━━━━━ Material provided
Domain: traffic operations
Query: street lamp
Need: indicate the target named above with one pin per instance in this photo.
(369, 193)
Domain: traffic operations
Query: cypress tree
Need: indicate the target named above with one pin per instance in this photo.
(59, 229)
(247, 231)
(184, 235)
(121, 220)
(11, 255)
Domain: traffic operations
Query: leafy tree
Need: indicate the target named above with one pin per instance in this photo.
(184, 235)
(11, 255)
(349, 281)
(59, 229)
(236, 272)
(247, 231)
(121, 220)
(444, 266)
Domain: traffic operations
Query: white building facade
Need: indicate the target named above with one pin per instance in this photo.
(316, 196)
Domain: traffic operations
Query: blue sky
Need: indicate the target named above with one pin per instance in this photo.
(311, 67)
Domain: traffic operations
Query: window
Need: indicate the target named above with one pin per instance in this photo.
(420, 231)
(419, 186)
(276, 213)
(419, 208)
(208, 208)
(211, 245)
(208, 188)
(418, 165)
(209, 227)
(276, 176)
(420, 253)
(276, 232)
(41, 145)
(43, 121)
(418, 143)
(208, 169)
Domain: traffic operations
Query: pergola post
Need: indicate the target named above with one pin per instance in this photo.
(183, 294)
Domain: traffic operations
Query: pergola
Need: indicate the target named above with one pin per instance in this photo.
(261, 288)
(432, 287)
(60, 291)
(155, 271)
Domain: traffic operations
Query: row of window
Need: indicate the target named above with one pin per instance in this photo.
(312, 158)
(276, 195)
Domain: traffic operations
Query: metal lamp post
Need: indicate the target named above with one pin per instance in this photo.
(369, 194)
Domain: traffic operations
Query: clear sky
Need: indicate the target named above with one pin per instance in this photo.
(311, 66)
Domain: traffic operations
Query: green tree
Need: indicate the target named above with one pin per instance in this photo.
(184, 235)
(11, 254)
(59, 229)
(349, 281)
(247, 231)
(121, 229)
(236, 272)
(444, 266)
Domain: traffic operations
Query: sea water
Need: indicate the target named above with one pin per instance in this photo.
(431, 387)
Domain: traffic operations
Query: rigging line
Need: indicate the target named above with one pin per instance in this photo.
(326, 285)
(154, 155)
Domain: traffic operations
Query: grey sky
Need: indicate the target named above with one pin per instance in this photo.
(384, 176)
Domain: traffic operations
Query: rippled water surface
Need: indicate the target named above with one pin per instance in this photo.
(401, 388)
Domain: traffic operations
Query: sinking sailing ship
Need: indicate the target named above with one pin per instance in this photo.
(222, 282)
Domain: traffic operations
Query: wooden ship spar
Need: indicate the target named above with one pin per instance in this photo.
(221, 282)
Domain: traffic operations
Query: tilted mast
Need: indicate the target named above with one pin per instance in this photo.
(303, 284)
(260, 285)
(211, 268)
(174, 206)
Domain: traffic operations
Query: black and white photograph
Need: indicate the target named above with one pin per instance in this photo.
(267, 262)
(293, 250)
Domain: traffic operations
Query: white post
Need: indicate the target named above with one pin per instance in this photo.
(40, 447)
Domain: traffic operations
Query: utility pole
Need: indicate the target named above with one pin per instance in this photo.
━━━━━━━━━━
Extract each line in the entries above that contains the word "water". Treat case as significant.

» Solved problem:
Query: sea water
Query: rippled water surface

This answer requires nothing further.